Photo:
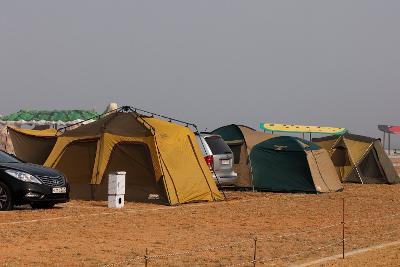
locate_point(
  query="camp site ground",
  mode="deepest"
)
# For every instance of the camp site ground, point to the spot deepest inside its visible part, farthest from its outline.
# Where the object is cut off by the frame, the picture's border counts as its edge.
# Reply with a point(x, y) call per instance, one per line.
point(290, 229)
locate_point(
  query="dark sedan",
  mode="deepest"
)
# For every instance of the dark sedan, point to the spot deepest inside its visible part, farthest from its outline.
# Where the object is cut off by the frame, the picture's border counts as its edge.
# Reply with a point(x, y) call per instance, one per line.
point(24, 183)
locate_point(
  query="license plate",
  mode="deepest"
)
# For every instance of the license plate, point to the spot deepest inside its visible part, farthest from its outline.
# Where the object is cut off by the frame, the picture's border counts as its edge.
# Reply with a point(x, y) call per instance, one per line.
point(59, 190)
point(225, 161)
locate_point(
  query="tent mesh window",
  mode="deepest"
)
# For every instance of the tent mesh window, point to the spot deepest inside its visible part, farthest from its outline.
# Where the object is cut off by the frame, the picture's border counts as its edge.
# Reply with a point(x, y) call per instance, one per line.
point(236, 150)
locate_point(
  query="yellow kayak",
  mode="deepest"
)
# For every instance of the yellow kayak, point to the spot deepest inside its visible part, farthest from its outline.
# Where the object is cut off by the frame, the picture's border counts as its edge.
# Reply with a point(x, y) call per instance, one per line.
point(292, 128)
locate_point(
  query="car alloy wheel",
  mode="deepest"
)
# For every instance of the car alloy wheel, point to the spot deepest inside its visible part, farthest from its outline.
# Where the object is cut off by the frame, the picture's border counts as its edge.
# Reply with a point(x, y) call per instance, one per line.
****************
Challenge -> Format all the lines of the rows above as a numbered list, skipping blank lines and omitting the pictures.

Answer for this exercise ->
1. Photo:
2. locate_point(
3.   query="camp site ground",
4.   mode="deepest"
5. )
6. # For every instance of the camp site ground, point to the spot deepest inside its visible part, farthest from its outline.
7. # Where the object is cut off by the frame, the picture's border counts as its edge.
8. # Reply with a point(x, y) call per instance, one per line.
9. point(290, 229)
10. locate_point(
11.   query="dark sedan",
12.   mode="deepest"
13. )
14. # For every instance of the dark sedan, point to the spot deepest inside its visible part, farthest from its outline.
15. # Where the object is cut off by the frame, the picture's border counts as its edge.
16. # Reply with a point(x, y) call per instance, one per line.
17. point(24, 183)
18. locate_point(
19.   query="license plate",
20.   mode="deepest"
21. )
22. # For every instance of the license plate, point to the spot deepest inside its visible part, farthest from its outline.
23. # Where the object is cut off by the frame, the picture's border counts as its edge.
24. # Reply with a point(x, y) call per instance, one per line.
25. point(59, 190)
26. point(225, 161)
27. locate_point(
28.   query="tent mesh window",
29.   mode="deepest"
30. )
31. # For every instance of the tent mesh window, point to the spot deepest inside its visible part, farthest from its outline.
32. # Where the object is cut off by the frame, the picture's border counts as its edge.
33. # Reply with a point(x, y) call per instance, one per line.
34. point(236, 150)
35. locate_point(
36.   query="yellow kayak",
37.   mode="deepest"
38. )
39. # For every instance of the yellow kayak, point to the spot deepest inside its visible part, farthest from its outline.
40. # Where the object is cut off by the frame, the picture's border counts as its edge.
41. # Reply with a point(x, y) call per instance, one per line.
42. point(292, 128)
43. locate_point(
44.   query="car alloy wheel",
45.   mode="deepest"
46. )
47. # For every instance of the car alloy wheel, point to the spot deepest inside its visible part, farthest from its outline.
48. # Where the object is cut off by the frame, the picture's border counts as its edge.
49. # Reply with a point(x, y) call per instance, one per line.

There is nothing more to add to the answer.